- [Exercise tasks]
a - Answer these questions about the piece on risk-aversion among civil servants:
(i) Which poem does the piece open with?
(ii) Who are the power brokers that civil servants try to avoid conflict with?
(iii) What does the piece say is the usual explanation for bad governance?
b - Carry on the piece about risk-aversion among civil servants, picking up right after its last sentence.

- [Quoted passage]
——

ROBERT Frost’s poem, The road not taken, ends with the following lines: “Two roads diverged in a wood, and I — I took the one less travelled by, And that has made all the difference.”
Had he been a civil servant he would have written “And I took the less risky one”, instead of “less travelled by”, because risk-aversion comes naturally to civil servants, just like poetry did to Robert Frost.
Risk-aversion is a tendency among civil servants to avoid situations that can put them in direct conflict with the power brokers — be they politicians, the military bureaucracy or their seniors. It is a global phenomenon. However, this aversion is accentuated in developing countries like Pakistan as situations requiring a response arise more often. Delayed decision-making, ambiguous rulings, conflicting orders nullifying each other, etc. are all forms of risk-aversion among civil servants.
The poor bureaucrat cannot be blamed for such an attitude as daring decision-making does not come naturally to a middle-class man who toils hard for years, first in the attempt to enter the proverbial ‘permanent’ government service and later at the lower levels of bureaucratic hierarchy. So, when our man reaches the top echelons of power his one and only consideration is to stay put. This metamorphosis of ordinary middle-class individuals, from a member of the public to a public servant to eventually the system’s servant is the story of all ‘successful’ bureaucrats.
Contrary to common perception, civil servants are not work-shy. They put in long hours to carry out their official duties ranging from providing the usually clueless minister with all that is necessary to run the show, to thankless jobs like maintaining law and order and of course, the mundane routine of implementing laid-down official procedures.
Being part of the state machinery in a state where the general inclination of the public is to make governing as difficult as possible is not an easy job and requires talent. The question is that if these individuals are so talented why is governance so bad. The usual deduction is corruption; but the real reason is risk-aversion among civil servants, and the blame for that does not lie on them alone. The causes of risk-aversion are endless, ranging from systemic to social.
The system of appraisals puts so much in the hands of the seniors that a difference of opinion can be suicidal for a junior officer. There are hardly any independent and efficient checks in place to gauge the service of an officer beyond what his boss thinks — and that kind of predefines the winner of all arguments. None would risk his promotion by disagreeing with the one who is going to play a pivotal role to make it a possibility.

——

- [Material provided]
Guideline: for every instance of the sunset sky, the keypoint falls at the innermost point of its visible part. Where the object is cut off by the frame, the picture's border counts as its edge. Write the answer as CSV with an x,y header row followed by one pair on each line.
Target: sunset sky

——

- [Expected outputs]
a -
(i) Robert Frost's poem "The road not taken."
(ii) Politicians, the military bureaucracy, or their seniors.
(iii) Corruption.

b -
The most significant criterion for promotions is seniority. Other than the scenarios in road traffic, a junior civil servant usually can never overtake a senior, no matter how much the senior underperforms. Initiative, innovation and inspiration are not rewarded and might even backfire in cases when outdated rules and impertinent conventions are bypassed by an individual to get the job done swiftly. Later, they may come back to haunt, sometimes in the form of court petitions and at others in the form of departmental inquiries. This prompts civil servants to lie low and go with the flow.
Political influences are another cause of risk-aversion among civil servants. Saying ‘no’ to somebody who is in power takes a lot of courage and then being able to face the victimisation in the form of being transferred or made officer on special duty takes even more courage. Since gutsy individuals at the political level are nowhere to be seen, most civil servants just don’t risk it.
Civil servants are also restricted by anachronistic rules; service rules, code of conduct, secrecy act and what not. Times have changed but rules have not. In an era of media freedom, WikiLeaks and demand for laws for free access to information, our civil servants ironically are not supposed to talk to the media, write for newspapers, blog and, at times, even have an opinion.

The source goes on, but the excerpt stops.